Work request: Only the lines from the one with "Exercise. Identify every instance of the racing" to the end of the records are wanted, each repeated exactly, both ends included.

Stored data entries:
.....

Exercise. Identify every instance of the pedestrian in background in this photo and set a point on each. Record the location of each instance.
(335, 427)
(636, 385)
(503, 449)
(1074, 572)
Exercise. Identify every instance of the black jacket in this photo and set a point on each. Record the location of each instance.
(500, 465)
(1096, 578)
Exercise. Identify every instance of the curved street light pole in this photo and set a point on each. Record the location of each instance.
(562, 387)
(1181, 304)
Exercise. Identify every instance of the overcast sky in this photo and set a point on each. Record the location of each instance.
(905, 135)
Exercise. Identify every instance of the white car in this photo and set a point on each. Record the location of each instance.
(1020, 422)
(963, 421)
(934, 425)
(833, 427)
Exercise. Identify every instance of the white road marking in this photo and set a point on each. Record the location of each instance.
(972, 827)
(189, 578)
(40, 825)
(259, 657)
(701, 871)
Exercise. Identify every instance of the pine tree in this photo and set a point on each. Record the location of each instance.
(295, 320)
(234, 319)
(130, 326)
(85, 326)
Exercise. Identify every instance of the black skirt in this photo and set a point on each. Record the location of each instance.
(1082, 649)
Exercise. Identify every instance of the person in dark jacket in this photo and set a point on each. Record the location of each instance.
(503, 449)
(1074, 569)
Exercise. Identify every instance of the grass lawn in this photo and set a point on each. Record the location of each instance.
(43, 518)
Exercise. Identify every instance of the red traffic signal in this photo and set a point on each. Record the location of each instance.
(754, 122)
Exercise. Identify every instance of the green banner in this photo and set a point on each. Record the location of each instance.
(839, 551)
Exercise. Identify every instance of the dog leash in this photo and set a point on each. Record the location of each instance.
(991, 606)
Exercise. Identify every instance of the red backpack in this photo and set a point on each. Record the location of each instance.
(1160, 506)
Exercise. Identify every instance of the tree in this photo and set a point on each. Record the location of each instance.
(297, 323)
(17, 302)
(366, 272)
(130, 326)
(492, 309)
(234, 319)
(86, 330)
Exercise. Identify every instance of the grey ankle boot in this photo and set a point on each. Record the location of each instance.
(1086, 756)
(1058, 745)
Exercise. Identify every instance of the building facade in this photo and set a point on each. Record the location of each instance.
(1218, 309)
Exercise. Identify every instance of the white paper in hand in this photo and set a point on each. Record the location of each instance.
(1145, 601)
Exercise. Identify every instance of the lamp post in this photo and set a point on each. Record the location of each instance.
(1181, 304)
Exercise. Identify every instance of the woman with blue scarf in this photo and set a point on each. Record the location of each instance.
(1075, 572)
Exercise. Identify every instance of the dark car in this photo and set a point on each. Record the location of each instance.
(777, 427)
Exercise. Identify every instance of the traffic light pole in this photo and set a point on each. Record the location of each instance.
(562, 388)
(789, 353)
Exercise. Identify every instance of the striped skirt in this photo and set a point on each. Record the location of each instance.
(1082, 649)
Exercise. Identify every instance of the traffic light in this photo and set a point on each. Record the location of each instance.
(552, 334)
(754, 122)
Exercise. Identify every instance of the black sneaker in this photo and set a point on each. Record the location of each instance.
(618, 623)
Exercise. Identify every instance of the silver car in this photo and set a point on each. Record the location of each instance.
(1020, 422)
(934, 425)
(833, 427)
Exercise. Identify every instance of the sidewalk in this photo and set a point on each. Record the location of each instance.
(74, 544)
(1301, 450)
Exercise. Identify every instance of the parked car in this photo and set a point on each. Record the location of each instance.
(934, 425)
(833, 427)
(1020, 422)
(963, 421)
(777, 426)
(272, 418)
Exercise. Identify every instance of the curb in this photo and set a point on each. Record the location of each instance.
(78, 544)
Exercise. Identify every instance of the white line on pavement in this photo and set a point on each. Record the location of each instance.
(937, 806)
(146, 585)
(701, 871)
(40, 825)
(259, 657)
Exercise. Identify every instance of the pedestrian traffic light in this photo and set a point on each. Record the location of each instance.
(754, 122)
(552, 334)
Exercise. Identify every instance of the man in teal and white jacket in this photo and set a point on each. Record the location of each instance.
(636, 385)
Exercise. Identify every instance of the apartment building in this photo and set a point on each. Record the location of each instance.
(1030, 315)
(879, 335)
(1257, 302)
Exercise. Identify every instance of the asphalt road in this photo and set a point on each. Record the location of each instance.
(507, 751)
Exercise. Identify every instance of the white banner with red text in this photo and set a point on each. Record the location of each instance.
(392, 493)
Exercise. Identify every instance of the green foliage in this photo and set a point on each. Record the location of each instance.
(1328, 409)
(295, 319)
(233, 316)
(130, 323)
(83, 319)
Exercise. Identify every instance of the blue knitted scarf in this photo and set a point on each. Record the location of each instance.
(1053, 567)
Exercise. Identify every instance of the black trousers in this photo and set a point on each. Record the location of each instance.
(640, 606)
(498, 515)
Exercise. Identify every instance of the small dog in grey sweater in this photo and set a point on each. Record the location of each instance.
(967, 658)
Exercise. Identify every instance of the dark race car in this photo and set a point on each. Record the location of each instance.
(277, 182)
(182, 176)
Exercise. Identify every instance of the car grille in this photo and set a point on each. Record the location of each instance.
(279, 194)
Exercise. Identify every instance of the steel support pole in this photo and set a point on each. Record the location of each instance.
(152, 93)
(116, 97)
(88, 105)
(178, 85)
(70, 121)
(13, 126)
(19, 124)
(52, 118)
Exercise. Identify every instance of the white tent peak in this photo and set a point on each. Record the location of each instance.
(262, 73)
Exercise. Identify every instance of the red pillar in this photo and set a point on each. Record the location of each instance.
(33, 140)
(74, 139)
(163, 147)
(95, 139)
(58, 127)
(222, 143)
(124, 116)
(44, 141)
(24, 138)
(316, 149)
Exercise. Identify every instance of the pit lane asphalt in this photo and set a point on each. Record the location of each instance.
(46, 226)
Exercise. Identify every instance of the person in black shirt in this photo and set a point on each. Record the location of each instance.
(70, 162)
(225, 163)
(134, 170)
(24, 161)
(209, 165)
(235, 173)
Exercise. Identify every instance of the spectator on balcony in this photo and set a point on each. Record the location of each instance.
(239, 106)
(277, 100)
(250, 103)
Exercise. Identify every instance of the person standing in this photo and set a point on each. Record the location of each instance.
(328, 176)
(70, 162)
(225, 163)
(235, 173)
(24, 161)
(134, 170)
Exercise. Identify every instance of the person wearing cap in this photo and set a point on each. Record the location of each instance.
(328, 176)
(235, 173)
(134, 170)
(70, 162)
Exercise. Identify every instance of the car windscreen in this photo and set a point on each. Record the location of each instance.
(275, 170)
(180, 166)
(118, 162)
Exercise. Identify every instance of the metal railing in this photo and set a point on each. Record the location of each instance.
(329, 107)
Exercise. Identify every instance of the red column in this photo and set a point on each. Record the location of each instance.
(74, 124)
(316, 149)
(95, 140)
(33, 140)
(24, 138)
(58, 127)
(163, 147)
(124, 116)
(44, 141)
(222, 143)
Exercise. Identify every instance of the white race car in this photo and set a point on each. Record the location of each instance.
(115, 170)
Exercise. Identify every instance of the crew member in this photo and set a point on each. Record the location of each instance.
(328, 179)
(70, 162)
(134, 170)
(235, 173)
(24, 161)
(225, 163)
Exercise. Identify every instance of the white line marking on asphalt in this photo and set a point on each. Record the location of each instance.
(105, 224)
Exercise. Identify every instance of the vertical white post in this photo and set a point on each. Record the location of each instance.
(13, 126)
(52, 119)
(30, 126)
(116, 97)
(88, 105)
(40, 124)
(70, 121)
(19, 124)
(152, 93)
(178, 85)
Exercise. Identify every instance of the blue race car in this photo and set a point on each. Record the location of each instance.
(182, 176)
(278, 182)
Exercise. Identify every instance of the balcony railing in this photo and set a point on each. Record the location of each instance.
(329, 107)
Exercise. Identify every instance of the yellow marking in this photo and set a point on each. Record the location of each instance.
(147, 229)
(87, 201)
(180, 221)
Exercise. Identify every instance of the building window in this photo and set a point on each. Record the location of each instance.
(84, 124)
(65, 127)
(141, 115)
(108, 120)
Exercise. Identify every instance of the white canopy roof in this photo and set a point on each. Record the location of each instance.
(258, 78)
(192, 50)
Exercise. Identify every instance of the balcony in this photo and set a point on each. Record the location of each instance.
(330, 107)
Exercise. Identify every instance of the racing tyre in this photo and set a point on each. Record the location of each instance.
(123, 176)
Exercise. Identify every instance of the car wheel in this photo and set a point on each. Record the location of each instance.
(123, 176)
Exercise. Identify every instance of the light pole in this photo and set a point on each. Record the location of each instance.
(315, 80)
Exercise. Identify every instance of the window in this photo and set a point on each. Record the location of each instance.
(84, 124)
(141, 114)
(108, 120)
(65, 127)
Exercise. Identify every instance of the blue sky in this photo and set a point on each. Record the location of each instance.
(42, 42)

.....

Result below:
Exercise. Identify every instance of the racing tyre in this photo and set a point on each. Record the location of each instance.
(123, 176)
Exercise. Identify every instance of the car wheel in this photo and set a point on each. Record the location of each instance.
(123, 176)
Exercise. Identify every instance of the light pole in this photo and set a point on each. Record the location of each instance.
(315, 80)
Exercise. Identify every instance of the window in this photo and set a point on each. Record the location of each instance.
(84, 124)
(141, 114)
(108, 120)
(65, 127)
Exercise. Identify every instance of the blue sky in this photo and set a point on each. Record the location of each instance.
(42, 42)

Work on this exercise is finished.